(TASK DESCRIPTION):
Exact reproduction of all the data is needed.

(Segmentation mask data):
□ □ □ □

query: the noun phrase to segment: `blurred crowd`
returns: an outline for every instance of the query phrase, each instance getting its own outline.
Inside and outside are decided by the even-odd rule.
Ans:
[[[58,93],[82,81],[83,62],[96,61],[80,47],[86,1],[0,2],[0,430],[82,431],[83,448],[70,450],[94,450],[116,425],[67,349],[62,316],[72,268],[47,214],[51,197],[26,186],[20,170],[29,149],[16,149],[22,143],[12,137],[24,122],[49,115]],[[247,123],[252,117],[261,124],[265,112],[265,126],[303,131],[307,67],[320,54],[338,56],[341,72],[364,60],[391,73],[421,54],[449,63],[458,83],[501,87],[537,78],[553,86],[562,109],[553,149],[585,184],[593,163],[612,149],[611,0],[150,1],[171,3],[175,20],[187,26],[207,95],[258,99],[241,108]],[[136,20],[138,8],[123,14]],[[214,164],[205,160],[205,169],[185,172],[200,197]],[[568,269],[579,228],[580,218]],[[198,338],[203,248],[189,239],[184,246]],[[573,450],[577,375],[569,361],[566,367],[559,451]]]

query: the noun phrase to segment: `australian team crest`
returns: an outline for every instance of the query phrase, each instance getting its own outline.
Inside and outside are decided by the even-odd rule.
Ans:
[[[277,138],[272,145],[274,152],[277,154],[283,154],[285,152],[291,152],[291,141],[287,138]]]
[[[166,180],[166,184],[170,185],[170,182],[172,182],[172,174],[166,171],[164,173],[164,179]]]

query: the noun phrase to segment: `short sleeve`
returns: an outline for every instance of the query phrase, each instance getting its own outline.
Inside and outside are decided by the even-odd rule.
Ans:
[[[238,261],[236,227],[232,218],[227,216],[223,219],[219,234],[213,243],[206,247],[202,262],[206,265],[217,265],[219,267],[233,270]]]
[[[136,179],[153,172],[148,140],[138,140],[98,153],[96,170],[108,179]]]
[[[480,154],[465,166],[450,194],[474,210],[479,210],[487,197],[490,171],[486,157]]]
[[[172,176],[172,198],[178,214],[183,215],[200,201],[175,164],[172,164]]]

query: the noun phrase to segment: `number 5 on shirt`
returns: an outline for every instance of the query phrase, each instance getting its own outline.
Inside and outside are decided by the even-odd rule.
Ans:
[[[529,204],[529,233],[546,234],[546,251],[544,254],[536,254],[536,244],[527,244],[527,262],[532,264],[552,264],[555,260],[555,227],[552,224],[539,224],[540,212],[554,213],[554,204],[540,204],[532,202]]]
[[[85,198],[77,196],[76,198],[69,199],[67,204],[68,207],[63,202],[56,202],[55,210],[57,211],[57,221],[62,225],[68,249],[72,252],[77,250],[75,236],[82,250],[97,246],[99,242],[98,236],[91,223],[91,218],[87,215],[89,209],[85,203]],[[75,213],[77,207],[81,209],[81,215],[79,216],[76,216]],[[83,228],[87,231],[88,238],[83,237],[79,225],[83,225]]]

□ □ □ □

(ANSWER AREA):
query: the noun phrase to segment: `blurred crowd`
returns: an outline for every instance of the query phrase, each instance getting its own outline.
Inside and outside are decided by the even-odd rule.
Ans:
[[[58,93],[82,81],[83,62],[96,61],[80,47],[86,1],[0,2],[0,430],[82,431],[83,448],[70,450],[94,450],[116,425],[67,349],[62,316],[72,268],[47,214],[51,197],[26,186],[20,170],[29,149],[16,149],[22,143],[12,137],[24,122],[49,115]],[[247,123],[252,117],[261,124],[265,112],[265,126],[303,131],[307,67],[320,54],[338,56],[341,72],[364,60],[391,73],[421,54],[449,63],[458,83],[501,87],[537,78],[553,86],[562,109],[553,149],[585,184],[593,163],[612,149],[611,0],[150,1],[171,3],[175,20],[187,26],[207,95],[258,99],[241,108]],[[136,20],[138,8],[123,14]],[[214,164],[205,160],[205,169],[185,172],[200,197]],[[568,269],[579,228],[580,218]],[[198,338],[203,248],[189,239],[184,246]],[[573,450],[577,375],[569,361],[566,367],[559,451]]]

query: the noun phrase to segment: `australian team crest`
returns: an outline for every instance of the query phrase, each instance getting its own outline.
Inside and outside are decided by the even-odd rule.
Ans:
[[[277,138],[272,145],[274,152],[277,154],[283,154],[285,152],[291,152],[291,141],[287,138]]]
[[[166,180],[166,184],[170,185],[170,182],[172,182],[172,174],[166,171],[164,173],[164,179]]]

query: the noun phrase to segment: `short sleeve`
returns: an outline for every instance of the query phrase, each instance getting its own outline.
Inside and outside are decided by the even-odd rule.
Ans:
[[[238,261],[236,227],[232,218],[227,216],[223,219],[219,234],[213,243],[206,247],[202,262],[206,265],[217,265],[219,267],[233,270]]]
[[[136,179],[153,172],[148,140],[138,140],[98,153],[96,170],[108,179]]]
[[[480,154],[465,166],[450,194],[474,210],[479,210],[487,197],[490,171],[486,157]]]
[[[172,176],[172,198],[178,214],[183,215],[200,201],[175,164],[172,164]]]

query: the noun phrase to segment: `number 5 on shirt`
returns: an outline for every instance of the query phrase, each instance getting its own outline.
Inside and outside are decided by the even-odd rule.
Ans:
[[[529,204],[529,233],[546,234],[546,251],[544,254],[536,254],[536,244],[527,244],[527,262],[532,264],[552,264],[555,260],[555,227],[552,224],[539,224],[540,212],[554,213],[554,204],[540,204],[532,202]]]
[[[85,198],[77,196],[76,198],[69,199],[67,204],[68,207],[63,202],[56,202],[55,210],[57,211],[57,221],[62,225],[68,249],[72,252],[77,250],[75,236],[82,250],[97,246],[99,242],[98,236],[91,223],[91,218],[87,215],[89,209],[85,203]],[[75,213],[77,207],[81,209],[81,215],[79,216],[76,216]],[[83,228],[87,231],[88,238],[83,237],[79,225],[83,225]]]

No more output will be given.